Reading passage:
Wm. L. Gilbert Clock Co., Winsted, Conn.








William L. Gilbert (1806-1890)
CASE MODEL # 2036, Normandy Chimes
MOVEMENT TYPE #23, Brass, 8 day, T&S, spring driven, dual tone strike.
CASE SIZE & CONSTRUCTION Base=20 1/4", Height=10", Depth=4 1/2"
LABEL INFORMATION No label
DIAL INFORMATION Replacement paper dial, with black Arabic numerals, 4 1/2" chapter ring.
MISC. FEATURES N/A
ACQUIRED FROM Gift from my Aunt Nola.
CONDITION WHEN ACQUIRED Case in poor condition, dial bezel broken, movement door broken. Movement is in fair condition.
RESTORATION N/A

HISTORICAL DATA

The William L. Gilbert Clock Corporation factory as it appeared c. 1850

William L. Gilbert was born in Litchfield, Ct. on December 30th, 1806, son of James and Abigail Kinney Gilbert.  He spent most of his youth working on the farm with his father.  At age 22, and after borrowing $300 dollars, he and his brother in law went into partnership manufacturing clock parts in Bristol, CT.  This was the start of a long and productive career in the clock making industry for Mr. Gilbert.

Raw data:
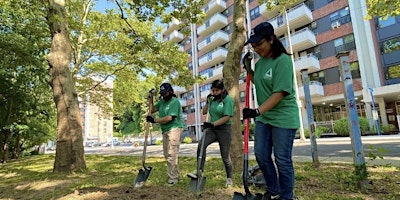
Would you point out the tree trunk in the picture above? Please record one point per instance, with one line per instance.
(231, 73)
(69, 150)
(5, 147)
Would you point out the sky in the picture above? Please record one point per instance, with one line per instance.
(102, 5)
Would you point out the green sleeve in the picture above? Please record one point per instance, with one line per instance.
(228, 106)
(283, 75)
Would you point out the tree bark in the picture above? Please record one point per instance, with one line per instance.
(69, 149)
(231, 73)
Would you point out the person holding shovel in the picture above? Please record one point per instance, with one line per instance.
(170, 119)
(220, 107)
(277, 117)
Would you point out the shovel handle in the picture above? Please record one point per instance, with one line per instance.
(147, 126)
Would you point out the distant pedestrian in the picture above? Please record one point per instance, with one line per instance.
(220, 107)
(277, 117)
(170, 119)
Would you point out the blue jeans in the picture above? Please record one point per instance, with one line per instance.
(268, 138)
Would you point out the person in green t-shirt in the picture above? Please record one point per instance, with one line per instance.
(170, 119)
(220, 107)
(277, 117)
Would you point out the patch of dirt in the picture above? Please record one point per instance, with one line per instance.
(148, 192)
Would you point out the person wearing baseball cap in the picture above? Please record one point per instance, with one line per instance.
(170, 119)
(277, 117)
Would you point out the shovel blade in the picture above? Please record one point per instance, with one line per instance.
(142, 177)
(197, 184)
(240, 196)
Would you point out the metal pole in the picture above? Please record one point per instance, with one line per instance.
(311, 124)
(302, 137)
(354, 125)
(375, 115)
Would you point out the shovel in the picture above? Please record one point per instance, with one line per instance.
(144, 173)
(197, 184)
(247, 195)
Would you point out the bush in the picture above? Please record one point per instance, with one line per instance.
(306, 133)
(187, 140)
(388, 128)
(320, 130)
(158, 142)
(341, 126)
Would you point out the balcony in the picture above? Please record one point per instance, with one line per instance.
(309, 62)
(175, 36)
(213, 57)
(214, 6)
(298, 16)
(216, 22)
(173, 25)
(213, 41)
(302, 39)
(316, 89)
(272, 13)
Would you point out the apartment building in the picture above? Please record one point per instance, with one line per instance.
(96, 126)
(318, 30)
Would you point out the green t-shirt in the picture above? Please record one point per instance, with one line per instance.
(219, 109)
(170, 108)
(276, 75)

Prompt: Continue the historical account of William L. Gilbert in the clock entry, starting after its last sentence about his long career in clock making.

Output of the exercise:
Gilbert and Lucias Clarke  acquired the old Riley Whiting Clock Factory in Winsted/Winchester, Conn. in 1841. They made clocks with the name Clarke, Gilbert & Company, and later as Gilbert and Clarke. In 1851, the company name was changed to W.L. Gilbert and Company. In 1859, the then bankrupt S.B. Terry became Gilbert's movement designer, and Forman for several years. The business operated as the Gilbert Manufacturing Company from 1866 until 1871. It was reorganized as the William L. Gilbert Clock Co. in 1871, and operated under this name until 1934 when the company changed it's name to the William L. Gilbert Clock Corp. From 1941 until 1945, the U.S. government permitted the company to manufacture paper mache clocks (especially alarm clocks) since metal was needed for W.W.II and alarm clocks were in demand. The corporation was taken over in 1957 by General Computing Machines Co., which operated it under the name General-Gilbert Corp. In 1964 it was sold off to the Spartus Corp. located in Louisville, Mississippi. William Gilbert died in June 1890.

One of his biographers wrote "His habits were simple and regular, his wants few, his life frugal.  He was always a temperance man in principal and practice.  In connection with strict, careful and methodical attention to business, he developed a capacity for managing and controlling affairs and men that secured him a large property and gave him a place in the front rank of the business men of the state"

The image to the left was the William L. Gilbert Clock Corporation factory as it appeared c. 1850

REFERENCES 1. "American Clocks and Clockmakers" by Robert W. & Harriett Swedburg, 1989, brief company history on page 17.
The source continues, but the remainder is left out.